**What this task involves**. Only the closing part of the listing is wanted: reproduce exactly the line containing "Target: pedestrian bridge" and all lines below it.

**Listed records**.
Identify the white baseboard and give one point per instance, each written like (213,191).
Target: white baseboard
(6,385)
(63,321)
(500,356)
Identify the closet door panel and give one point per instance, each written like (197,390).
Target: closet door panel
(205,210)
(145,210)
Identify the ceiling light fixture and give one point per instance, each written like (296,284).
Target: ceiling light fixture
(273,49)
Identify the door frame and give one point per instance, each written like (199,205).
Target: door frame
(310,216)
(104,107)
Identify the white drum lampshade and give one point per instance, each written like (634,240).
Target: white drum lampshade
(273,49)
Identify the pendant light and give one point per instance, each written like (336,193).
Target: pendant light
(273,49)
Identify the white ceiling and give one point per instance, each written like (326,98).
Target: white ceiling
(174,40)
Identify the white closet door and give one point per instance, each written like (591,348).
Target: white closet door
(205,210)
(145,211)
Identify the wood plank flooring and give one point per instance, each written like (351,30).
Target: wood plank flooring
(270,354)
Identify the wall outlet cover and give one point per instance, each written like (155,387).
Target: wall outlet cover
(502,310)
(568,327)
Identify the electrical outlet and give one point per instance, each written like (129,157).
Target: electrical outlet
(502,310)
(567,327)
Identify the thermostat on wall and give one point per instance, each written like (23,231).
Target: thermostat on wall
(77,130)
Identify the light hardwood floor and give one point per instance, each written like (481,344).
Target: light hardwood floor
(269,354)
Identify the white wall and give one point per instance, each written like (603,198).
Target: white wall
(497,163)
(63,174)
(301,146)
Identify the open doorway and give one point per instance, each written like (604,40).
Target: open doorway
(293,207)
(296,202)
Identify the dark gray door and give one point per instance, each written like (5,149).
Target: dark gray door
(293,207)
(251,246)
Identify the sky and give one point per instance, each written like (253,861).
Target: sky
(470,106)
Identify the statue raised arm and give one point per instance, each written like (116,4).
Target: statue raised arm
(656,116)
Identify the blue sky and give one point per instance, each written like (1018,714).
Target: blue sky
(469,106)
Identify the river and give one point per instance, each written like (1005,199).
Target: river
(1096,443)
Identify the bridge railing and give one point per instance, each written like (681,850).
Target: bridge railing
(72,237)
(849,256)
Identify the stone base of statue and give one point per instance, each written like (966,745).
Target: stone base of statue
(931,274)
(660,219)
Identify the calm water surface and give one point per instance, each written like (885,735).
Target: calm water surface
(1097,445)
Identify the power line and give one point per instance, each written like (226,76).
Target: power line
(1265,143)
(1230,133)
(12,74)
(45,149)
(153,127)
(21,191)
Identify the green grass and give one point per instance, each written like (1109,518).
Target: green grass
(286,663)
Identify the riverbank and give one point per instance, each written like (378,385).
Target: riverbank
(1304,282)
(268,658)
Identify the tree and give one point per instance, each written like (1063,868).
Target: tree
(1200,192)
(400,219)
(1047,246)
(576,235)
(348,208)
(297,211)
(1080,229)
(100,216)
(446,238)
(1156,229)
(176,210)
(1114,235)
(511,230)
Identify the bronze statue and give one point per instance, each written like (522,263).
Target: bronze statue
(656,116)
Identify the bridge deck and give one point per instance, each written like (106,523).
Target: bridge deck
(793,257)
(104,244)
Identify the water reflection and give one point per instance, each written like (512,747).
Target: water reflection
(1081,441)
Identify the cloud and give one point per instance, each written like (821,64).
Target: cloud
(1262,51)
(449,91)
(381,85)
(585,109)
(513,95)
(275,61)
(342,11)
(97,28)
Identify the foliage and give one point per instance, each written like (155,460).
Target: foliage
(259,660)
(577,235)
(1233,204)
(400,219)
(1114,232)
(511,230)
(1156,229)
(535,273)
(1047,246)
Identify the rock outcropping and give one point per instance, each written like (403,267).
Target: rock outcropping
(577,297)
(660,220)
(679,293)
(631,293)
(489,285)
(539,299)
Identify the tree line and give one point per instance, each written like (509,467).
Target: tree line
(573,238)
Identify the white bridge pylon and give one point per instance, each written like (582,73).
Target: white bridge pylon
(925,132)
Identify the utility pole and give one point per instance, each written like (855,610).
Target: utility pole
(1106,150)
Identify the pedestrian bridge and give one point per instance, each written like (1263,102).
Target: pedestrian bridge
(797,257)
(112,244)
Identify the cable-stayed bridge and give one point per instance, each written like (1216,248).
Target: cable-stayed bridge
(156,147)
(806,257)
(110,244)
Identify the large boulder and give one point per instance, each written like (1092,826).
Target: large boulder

**Response to the task**.
Target: pedestrian bridge
(797,257)
(112,244)
Identify the cable-stayed bridge and give one point per instance, each written like (1216,248).
Target: cable-stayed bridge
(156,147)
(806,257)
(110,244)
Identify the large boulder and give one point per instance, each written like (1092,826).
Target: large boulder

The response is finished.